## TASK BRIEF:
Rewrite every line from the one holding "Target: sun reflection on water" through the end of the entries below, both ends included, keeping the request lines unchanged and multiplying each coordinate in the answer points by 2, rounded to whole numbers with halves going up. Output only those lines.

## TASK DATA:
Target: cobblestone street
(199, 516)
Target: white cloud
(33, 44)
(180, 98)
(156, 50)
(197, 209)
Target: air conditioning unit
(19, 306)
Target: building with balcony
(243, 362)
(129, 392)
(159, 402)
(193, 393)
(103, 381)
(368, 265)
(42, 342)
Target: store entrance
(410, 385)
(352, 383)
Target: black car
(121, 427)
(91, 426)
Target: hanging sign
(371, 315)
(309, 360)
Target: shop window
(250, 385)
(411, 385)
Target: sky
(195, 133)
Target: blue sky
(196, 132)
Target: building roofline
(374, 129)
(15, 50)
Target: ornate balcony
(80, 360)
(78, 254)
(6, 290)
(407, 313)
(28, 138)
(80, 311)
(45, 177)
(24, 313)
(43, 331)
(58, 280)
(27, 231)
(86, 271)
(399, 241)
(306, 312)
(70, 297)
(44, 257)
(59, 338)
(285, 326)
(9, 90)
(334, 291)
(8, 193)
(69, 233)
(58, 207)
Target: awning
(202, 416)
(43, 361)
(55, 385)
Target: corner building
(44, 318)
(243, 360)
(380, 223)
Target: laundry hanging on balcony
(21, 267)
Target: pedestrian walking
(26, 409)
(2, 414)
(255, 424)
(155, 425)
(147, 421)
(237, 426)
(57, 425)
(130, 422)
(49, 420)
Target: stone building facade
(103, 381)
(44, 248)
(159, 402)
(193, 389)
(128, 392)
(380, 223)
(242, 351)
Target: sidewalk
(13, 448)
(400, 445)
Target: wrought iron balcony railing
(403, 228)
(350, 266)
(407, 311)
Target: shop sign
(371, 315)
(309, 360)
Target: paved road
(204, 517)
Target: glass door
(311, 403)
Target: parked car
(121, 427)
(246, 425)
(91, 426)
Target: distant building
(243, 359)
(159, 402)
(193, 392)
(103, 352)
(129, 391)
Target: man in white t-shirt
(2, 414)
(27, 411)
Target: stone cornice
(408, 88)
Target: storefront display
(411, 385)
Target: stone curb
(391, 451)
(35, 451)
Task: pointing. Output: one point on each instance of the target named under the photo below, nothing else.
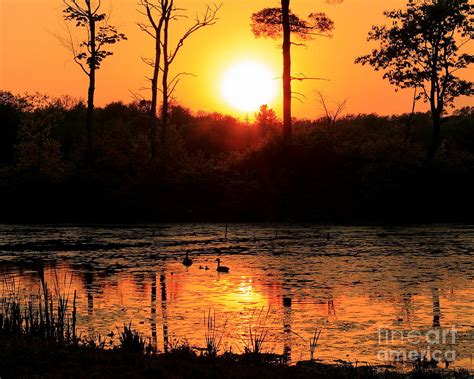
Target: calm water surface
(349, 285)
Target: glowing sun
(247, 85)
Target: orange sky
(32, 59)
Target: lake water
(360, 285)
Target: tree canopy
(269, 23)
(422, 48)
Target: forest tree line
(360, 168)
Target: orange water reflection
(348, 296)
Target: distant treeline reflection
(362, 168)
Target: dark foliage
(224, 169)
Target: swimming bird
(221, 268)
(187, 261)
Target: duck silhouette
(187, 261)
(221, 268)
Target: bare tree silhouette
(90, 53)
(160, 13)
(277, 22)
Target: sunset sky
(32, 58)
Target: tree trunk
(285, 6)
(91, 90)
(165, 98)
(154, 103)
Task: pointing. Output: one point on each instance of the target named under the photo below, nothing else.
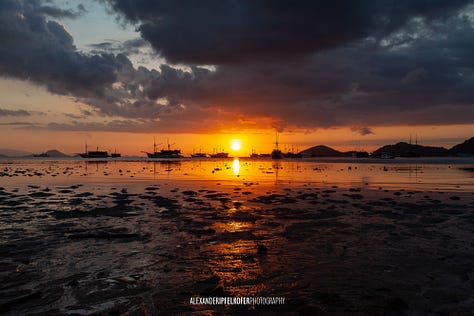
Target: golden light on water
(236, 166)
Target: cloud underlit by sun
(236, 144)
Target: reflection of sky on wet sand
(227, 227)
(395, 173)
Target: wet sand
(146, 248)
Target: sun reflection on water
(236, 166)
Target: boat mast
(276, 140)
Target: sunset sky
(348, 74)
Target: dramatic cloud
(5, 112)
(280, 64)
(217, 32)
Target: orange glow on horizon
(236, 144)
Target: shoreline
(81, 249)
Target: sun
(236, 144)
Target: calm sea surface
(455, 174)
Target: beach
(140, 237)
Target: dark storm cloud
(127, 47)
(223, 31)
(5, 112)
(40, 50)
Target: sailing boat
(200, 154)
(94, 154)
(220, 154)
(276, 153)
(164, 153)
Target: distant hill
(53, 153)
(465, 148)
(403, 149)
(13, 152)
(321, 151)
(56, 154)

## EXERCISE RESULT:
Target: sun reflection on water
(472, 332)
Target: boat mast
(552, 280)
Target: sunset sky
(696, 148)
Target: dramatic cloud
(10, 224)
(560, 128)
(434, 64)
Target: orange glow on horizon
(472, 288)
Target: shoreline
(162, 498)
Target: sun
(472, 288)
Target: calm sea surface
(910, 348)
Target: beach
(280, 474)
Target: dark storm cloud
(254, 94)
(446, 62)
(10, 224)
(80, 100)
Target: sailing boat
(400, 308)
(188, 308)
(440, 308)
(552, 306)
(328, 306)
Target: distant hill
(106, 306)
(930, 296)
(806, 298)
(26, 304)
(642, 302)
(112, 308)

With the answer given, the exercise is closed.